- Document extract:
============================================================

Demonstrating Fault Tolerance with Automatic Batch Size Finding

View on Github

In this example, we demonstrate how to handle out-of-memory (OOM) errors during distributed training by automatically adjusting the batch size. More generically, this shows how Kubetorch gives you powerful programmatic control and fault tolerance over your training and other ML jobs. You can launch nodes conservatively, catch OOMs, and then relaunch on larger compute (instead of always requesting maximum resources). Or, you can automatically set up retries with different configs, tolerate pre-emptions, and more.

import time

import kubetorch as kt
import torch
from torch.nn.parallel import DistributedDataParallel as DDP

Dummy Training Function

This function simulates a distributed training job using PyTorch's DDP. You can think of this as the training entrypoint to any training job you have today.

def train(epochs, batch_size=32):
    torch.distributed.init_process_group(backend="nccl")
    try:
        rank = torch.distributed.get_rank()
        print(f"Rank {rank} of {torch.distributed.get_world_size()} initialized")

        # Create a simple model and optimizer
        device_id = rank % torch.cuda.device_count()
        model = torch.nn.Linear(1024, 1024).cuda(device_id)
        model = DDP(model, device_ids=[device_id])
        optimizer = torch.optim.SGD(model.parameters(), lr=0.01)

        # Perform a simple training loop
        loss = None
        for epoch in range(epochs):
            time.sleep(1)
            batch = torch.randn(batch_size, 1024).cuda(device_id)
            optimizer.zero_grad()

============================================================

Contour annotation entries:
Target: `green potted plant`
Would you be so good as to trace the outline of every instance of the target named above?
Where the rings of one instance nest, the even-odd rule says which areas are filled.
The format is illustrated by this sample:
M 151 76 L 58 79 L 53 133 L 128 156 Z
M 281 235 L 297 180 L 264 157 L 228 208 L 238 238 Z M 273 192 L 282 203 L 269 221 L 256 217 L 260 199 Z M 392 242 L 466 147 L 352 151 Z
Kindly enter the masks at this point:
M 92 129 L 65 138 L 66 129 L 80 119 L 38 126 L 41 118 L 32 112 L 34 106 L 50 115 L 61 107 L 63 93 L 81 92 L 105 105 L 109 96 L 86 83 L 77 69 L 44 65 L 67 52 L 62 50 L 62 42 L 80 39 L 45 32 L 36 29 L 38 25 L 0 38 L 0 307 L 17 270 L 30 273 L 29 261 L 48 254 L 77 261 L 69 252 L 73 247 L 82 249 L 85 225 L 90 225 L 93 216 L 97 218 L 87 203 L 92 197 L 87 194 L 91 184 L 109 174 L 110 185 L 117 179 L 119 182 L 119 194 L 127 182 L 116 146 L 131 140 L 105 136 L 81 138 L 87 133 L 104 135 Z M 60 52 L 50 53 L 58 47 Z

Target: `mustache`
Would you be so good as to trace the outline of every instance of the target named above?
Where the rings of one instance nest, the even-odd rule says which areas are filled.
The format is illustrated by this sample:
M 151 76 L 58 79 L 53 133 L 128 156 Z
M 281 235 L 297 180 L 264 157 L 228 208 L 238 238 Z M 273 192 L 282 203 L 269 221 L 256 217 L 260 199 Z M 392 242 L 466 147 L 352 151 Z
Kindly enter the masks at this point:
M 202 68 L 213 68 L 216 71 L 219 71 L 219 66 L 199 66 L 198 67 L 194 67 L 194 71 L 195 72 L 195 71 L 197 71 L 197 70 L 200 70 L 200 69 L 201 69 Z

============================================================

- Exercise details:
Pick up the Kubetorch batch-size example right after its last line of code and keep it going.

- The reply:
            output = model(batch).mm(torch.transpose(batch, 0, 1))
            loss = output.sum()
            loss.backward()
            optimizer.step()

            print(f"Rank {rank}: Epoch {epoch}, Loss {loss.item()}")

        # Print memory consumption
        mem = torch.cuda.memory_allocated(device_id) / (1024**3)
        print(f"Rank {rank}: Memory allocated: {mem:.2f} GB")
        print(f"Rank {rank}: Final Loss {loss.item()}")
    finally:
        torch.distributed.destroy_process_group()
    return loss.tolist(), rank

Catching an OOM and Continuing Training

In main, we launch a distributed training job on multiple nodes (1 GPU per node, but illustrates multi-node) using PyTorch (which can be any training), running one epoch at a time with increasing batch sizes until it finds an out-of-memory (OOM) error. Then, it just goes and restarts the training from the last successful batch size. The compute pods, data, and model are all kept in place, even after CUDA OOM, so the restart to start real training is instant. You now have powerful programmatic control over your program's behavior in the face of faults happening from within the training, instead of the program failing.

if __name__ == "__main__":
    gpus = kt.Compute(
        gpus=1,
        image=kt.Image(image_id="nvcr.io/nvidia/pytorch:23.10-py3"),
        launch_timeout=600,
    ).distribute("pytorch", workers=4)
    train_ddp = kt.fn(train).to(gpus)

    batch_size = 2**12
    while batch_size <= 2**20:
        try:
            print(f"Running with batch size {2*batch_size}")
            train_ddp(epochs=1, batch_size=2 * batch_size)
            batch_size *= 2
        except Exception as e:
            if "CUDA out of memory" in str(e):
                print(
                    f"OOM with batch size {2*batch_size}, setting batch size to {batch_size}"
                )
                break
            else:
                raise e

    results = train_ddp(epochs=10, batch_size=batch_size)
    print(f"Final losses {results}")